→ **Exercise objective**
Give back an exact copy of the entries beneath, minus the pictures.

→ **Input data**
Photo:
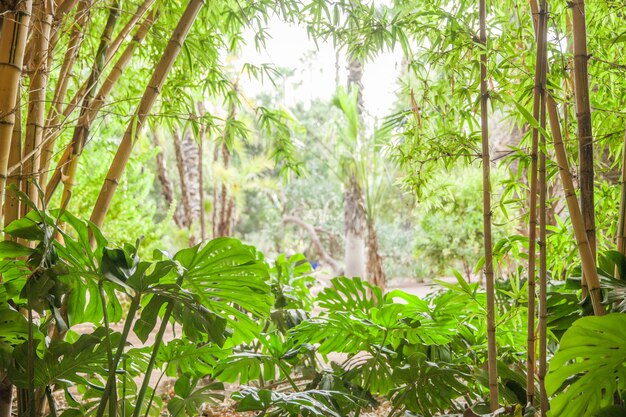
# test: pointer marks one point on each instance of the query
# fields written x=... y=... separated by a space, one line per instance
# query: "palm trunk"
x=111 y=51
x=355 y=222
x=63 y=8
x=71 y=54
x=586 y=255
x=167 y=189
x=117 y=42
x=223 y=210
x=182 y=174
x=35 y=120
x=583 y=115
x=532 y=232
x=354 y=227
x=100 y=99
x=489 y=276
x=13 y=32
x=147 y=100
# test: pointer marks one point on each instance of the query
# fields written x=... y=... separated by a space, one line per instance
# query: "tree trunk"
x=161 y=71
x=223 y=204
x=317 y=243
x=586 y=255
x=583 y=115
x=12 y=202
x=354 y=202
x=375 y=272
x=13 y=31
x=489 y=276
x=43 y=12
x=167 y=188
x=201 y=179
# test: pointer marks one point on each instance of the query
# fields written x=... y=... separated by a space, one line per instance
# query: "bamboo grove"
x=553 y=70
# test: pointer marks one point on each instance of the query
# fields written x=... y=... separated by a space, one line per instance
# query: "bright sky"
x=315 y=71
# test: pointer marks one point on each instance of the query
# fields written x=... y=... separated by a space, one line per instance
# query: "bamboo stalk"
x=12 y=203
x=147 y=100
x=81 y=131
x=117 y=42
x=621 y=230
x=543 y=265
x=489 y=276
x=532 y=222
x=12 y=43
x=53 y=130
x=112 y=50
x=35 y=119
x=583 y=116
x=586 y=255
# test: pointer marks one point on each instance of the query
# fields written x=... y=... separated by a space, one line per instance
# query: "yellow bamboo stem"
x=583 y=116
x=98 y=102
x=53 y=120
x=489 y=276
x=12 y=203
x=81 y=131
x=540 y=77
x=44 y=12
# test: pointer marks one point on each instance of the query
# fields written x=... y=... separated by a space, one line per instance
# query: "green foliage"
x=589 y=366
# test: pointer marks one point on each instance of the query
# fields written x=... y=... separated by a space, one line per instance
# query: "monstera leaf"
x=311 y=403
x=589 y=367
x=230 y=281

→ **The answer**
Photo:
# test: pointer marks one point on each instance of the query
# fields written x=... y=... separated by a space, one line per instance
# query: "palm trunk"
x=111 y=51
x=355 y=222
x=63 y=8
x=71 y=54
x=586 y=255
x=167 y=189
x=117 y=42
x=223 y=210
x=182 y=174
x=35 y=120
x=583 y=115
x=532 y=232
x=354 y=227
x=100 y=99
x=489 y=276
x=13 y=32
x=147 y=100
# test: pointer marks one point on each instance of the query
# fields written x=... y=... separated by a space, one line per instance
# query: "tree trunk"
x=161 y=71
x=223 y=204
x=317 y=243
x=586 y=255
x=583 y=115
x=12 y=202
x=354 y=202
x=375 y=272
x=13 y=31
x=489 y=276
x=43 y=12
x=167 y=188
x=201 y=179
# test: pointer marks one point on each instance of the query
# fields written x=... y=... separated by a space, one line per instance
# query: "bamboo grove"
x=553 y=70
# test: pointer marks one point on each instance of the query
# fields written x=... y=... separated by a space, one line per instance
# query: "bright sky"
x=315 y=71
# test: pointer marks one point on each instance of the query
# fields written x=... y=... separated by a space, one line per instance
# query: "bamboo stalk"
x=12 y=203
x=147 y=100
x=81 y=131
x=117 y=42
x=621 y=230
x=543 y=265
x=489 y=276
x=532 y=222
x=12 y=43
x=53 y=130
x=112 y=50
x=35 y=119
x=583 y=116
x=586 y=255
# test: pointer marks one point on each instance of the query
# fields written x=... y=... separated by a space, one line per instance
# query: "yellow bamboo stem"
x=583 y=116
x=98 y=102
x=53 y=120
x=489 y=276
x=12 y=203
x=81 y=131
x=540 y=77
x=44 y=12
# test: pointer marks one point on each instance of the query
# fields written x=... y=... separated by a space, one line per instance
# query: "green foliage"
x=589 y=366
# test: pointer marks one point on each instance of the query
# fields written x=... y=... separated by a space, one line per instance
# query: "monstera leaf"
x=311 y=403
x=589 y=367
x=230 y=281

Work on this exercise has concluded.